## INSTRUCTION
Only the lines from the one containing "power line. Keep to one point per instance." through the end of the data below should be copied, each exactly as written and with both ends kept.

################

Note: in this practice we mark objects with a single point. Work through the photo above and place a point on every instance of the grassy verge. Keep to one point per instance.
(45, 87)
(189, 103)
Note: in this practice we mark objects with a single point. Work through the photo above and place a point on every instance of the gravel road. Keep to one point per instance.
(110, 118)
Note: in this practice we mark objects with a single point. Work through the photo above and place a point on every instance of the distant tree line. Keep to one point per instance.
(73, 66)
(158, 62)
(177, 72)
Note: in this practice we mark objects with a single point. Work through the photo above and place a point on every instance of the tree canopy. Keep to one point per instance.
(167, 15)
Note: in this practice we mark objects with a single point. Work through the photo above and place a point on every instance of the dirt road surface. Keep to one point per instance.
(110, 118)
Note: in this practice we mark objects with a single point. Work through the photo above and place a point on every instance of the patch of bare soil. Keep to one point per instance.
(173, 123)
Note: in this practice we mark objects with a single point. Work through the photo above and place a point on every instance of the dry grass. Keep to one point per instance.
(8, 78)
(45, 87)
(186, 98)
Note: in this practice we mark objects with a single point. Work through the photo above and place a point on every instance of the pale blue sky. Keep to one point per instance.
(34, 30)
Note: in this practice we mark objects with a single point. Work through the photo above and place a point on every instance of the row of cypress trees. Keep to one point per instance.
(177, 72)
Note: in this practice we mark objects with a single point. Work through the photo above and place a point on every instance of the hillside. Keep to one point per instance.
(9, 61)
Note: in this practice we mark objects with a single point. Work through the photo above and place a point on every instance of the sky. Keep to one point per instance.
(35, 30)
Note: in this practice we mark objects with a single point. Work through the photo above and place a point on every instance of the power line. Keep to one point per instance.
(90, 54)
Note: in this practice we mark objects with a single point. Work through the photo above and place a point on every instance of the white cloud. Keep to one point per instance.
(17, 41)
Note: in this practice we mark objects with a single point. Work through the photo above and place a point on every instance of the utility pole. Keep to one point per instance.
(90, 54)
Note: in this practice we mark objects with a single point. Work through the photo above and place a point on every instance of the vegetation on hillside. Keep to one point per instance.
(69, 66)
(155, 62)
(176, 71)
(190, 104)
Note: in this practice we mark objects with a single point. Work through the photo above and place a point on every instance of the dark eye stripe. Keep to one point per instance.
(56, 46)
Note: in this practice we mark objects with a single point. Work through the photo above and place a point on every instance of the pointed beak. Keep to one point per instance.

################

## ANSWER
Note: in this practice we mark objects with a single point. Work through the photo above and place a point on every instance of the power line. Keep to one point per instance.
(90, 54)
Note: in this practice we mark objects with a single point. Work through the photo above and place a point on every instance of the white cloud. Keep to one point per instance.
(17, 41)
Note: in this practice we mark objects with a single point. Work through the photo above and place a point on every instance of the utility pole. Keep to one point per instance.
(90, 54)
Note: in this practice we mark objects with a single point. Work through the photo above and place a point on every instance of the vegetation on hillside. Keep to one point per instance.
(69, 66)
(155, 62)
(176, 71)
(190, 104)
Note: in this practice we mark objects with a single point. Work through the photo above and place a point on every instance of the dark eye stripe. Keep to one point per instance.
(56, 46)
Note: in this practice we mark objects with a single point. Work through the photo above and place a point on every instance of the pointed beak. Keep to one point per instance.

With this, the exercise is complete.